### WORK INSTRUCTION 1
Retype the part of the passage on humans as a domesticated species that runs from "I don't follow" through "same embarrassing shortcoming.".
### WORK INSTRUCTION 2
In one to three sentences, state the reason that the "Evo Psych" explanation in the passage on humans as a domesticated species gives for why people might be inclined to serve causes other than their own.
### WORK INSTRUCTION 3
Write what comes next in the passage on humans as a domesticated species, picking up after its last sentence.

### SUPPLIED PASSAGE
---

What I've written here seems only sort of right... but I'm not sure yet which part is just-so. I'll think about it and possibly add something later. (Later edit: I think stories make me uncomfortable. I think it's only in a very limited way they could ever be true.)
It seems there's actually 'nothing to believe in', nothing higher than oneself, and thus no way to improve oneself or transcend circumstances.
I don't follow the reasoning. Why does 'nothing higher than oneself' mean there is no way to improve oneself? And it's even less relevant to being able to transcend circumstances. Crazy talk.
Fifteen thousand years ago, our ancestors bred dogs to serve man. In merely 150 centuries, we shaped collies to herd our sheep and pekingese to sit in our emperor's sleeves. Wild wolves can't understand us, but we teach their domesticated counterparts tricks for fun. And, most importantly of all, dogs get emotional pleasure out of serving their master. When my family's terrier runs to the kennel, she does so with blissful, self-reinforcing obedience.
When I hear amateur philosophers ponder the meaning of life, I worry humans suffer from the same embarrassing shortcoming.
It's not enough to find a meaningful cause. These monkeys want to look in the stars and see their lives' purpose described in explicit detail. They expect to comb through ancient writings and suddenly discover an edict reading "the meaning of life is to collect as many paperclips as possible" and then happily go about their lives as imperfect, yet fulfilled paperclip maximizers.
I'd expect us to shout "life is without mandated meaning!" with lungs full of joy. There are no rules we have to follow, only the consequences we choose for us and our fellow humans. Huzzah!
But most humans want nothing more than to surrender to a powerful force. See Augustine's conception of freedom, the definition of the word Islam, or Popper's "The Open Society and Its Enemies." When they can't find one overwhelming enough, they furrow their brow and declare with frustration that life has no meaning.
This is part denunciation and part confession. At times, I've felt the same way. I worry man is a domesticated species.
I can think of several possible explanations:
1. Evo Psych
Our instincts were formed in an ancient time when not knowing the social norms and kow-towing to the political leaders resulted in literal and/or genetic extinction. Perhaps altruistic humans who served causes other than our own were more likely to survive Savannah politics.

---

Saved entries:

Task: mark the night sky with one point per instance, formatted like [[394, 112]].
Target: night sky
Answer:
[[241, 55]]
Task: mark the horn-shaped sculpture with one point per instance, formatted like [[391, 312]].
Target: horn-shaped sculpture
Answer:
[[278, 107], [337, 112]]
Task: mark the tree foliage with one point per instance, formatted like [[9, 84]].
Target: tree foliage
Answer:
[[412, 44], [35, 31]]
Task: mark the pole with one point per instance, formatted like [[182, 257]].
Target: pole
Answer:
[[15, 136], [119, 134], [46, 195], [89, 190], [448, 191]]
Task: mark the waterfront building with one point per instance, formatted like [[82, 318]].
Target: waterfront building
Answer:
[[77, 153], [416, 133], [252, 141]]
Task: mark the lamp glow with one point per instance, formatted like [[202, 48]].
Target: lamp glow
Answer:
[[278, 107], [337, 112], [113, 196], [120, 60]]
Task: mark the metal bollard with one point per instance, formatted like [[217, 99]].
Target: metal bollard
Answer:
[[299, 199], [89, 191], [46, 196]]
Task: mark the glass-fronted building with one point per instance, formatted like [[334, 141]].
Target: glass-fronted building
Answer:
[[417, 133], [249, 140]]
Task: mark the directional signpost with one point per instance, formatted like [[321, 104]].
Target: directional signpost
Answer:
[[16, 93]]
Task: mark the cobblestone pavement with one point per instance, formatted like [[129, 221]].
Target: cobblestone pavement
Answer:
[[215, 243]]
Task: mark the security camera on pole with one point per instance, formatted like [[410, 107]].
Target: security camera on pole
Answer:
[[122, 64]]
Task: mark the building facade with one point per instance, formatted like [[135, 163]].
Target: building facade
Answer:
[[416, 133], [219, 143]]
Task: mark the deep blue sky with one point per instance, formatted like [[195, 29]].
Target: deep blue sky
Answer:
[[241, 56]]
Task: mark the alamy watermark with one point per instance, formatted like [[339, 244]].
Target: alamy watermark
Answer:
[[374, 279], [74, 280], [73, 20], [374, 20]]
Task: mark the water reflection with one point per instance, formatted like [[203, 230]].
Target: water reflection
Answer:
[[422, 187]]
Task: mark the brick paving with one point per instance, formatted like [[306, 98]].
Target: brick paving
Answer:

---

### EXPECTED ANSWER 1
I don't follow the reasoning. Why does 'nothing higher than oneself' mean there is no way to improve oneself? And it's even less relevant to being able to transcend circumstances. Crazy talk.
Fifteen thousand years ago, our ancestors bred dogs to serve man. In merely 150 centuries, we shaped collies to herd our sheep and pekingese to sit in our emperor's sleeves. Wild wolves can't understand us, but we teach their domesticated counterparts tricks for fun. And, most importantly of all, dogs get emotional pleasure out of serving their master. When my family's terrier runs to the kennel, she does so with blissful, self-reinforcing obedience.
When I hear amateur philosophers ponder the meaning of life, I worry humans suffer from the same embarrassing shortcoming.

### EXPECTED ANSWER 2
Our instincts formed in an ancient time when failing to know the social norms and kow-tow to political leaders led to literal and/or genetic extinction. Humans who altruistically served causes other than their own may therefore have been more likely to survive Savannah politics.

### EXPECTED ANSWER 3
2. Signaling
Perhaps we want to signal our capability to put our nose to the grindstone and work for your great cause. Hire me!
3. Memetic Hijacking
Growing up, I was often told to publicly proclaim things like "Lord, I am not worthy to receive you." Perhaps spending years on my knees weakened my ability to choose and complete my own goals.
4. Misplaced Life Dissatisfaction
Perhaps it's easier for an unemployed loser to lament the meaninglessness of life than to actually fix his problems.
The first theory seems plausible. Humans choke to avoid looking too good and standing out from the pack. Our history is full of bows, genuflects and salutes for genocidal a-holes and early death for the noble rebels.
The second seems less likely. Most similar signaling makes people appear as happy, productive workers, not miserable, tortured artists.
The third and fourth explanations fit well with my experiences. My existential angst didn't fade until I purged my brain's religious cobwebs and started improving my life. These things happened at about the same time, so I can't tell whether three or four fits better.
I'd welcome anecdotes in the comments, especially from people raised in a secular environment. If you don't grow up expecting the universe to have meaning, are you ever dissappointed to find it is meaningless?
But no matter the cause, "What is the meaning of life?" is a question that should be dissolved on sight. It reduces humanity to blinding subservience and is an enemy to our instrumental rationality.
Building instrumental rationality may not be the reason why we're on this planet, but it it is the reason we're on this website.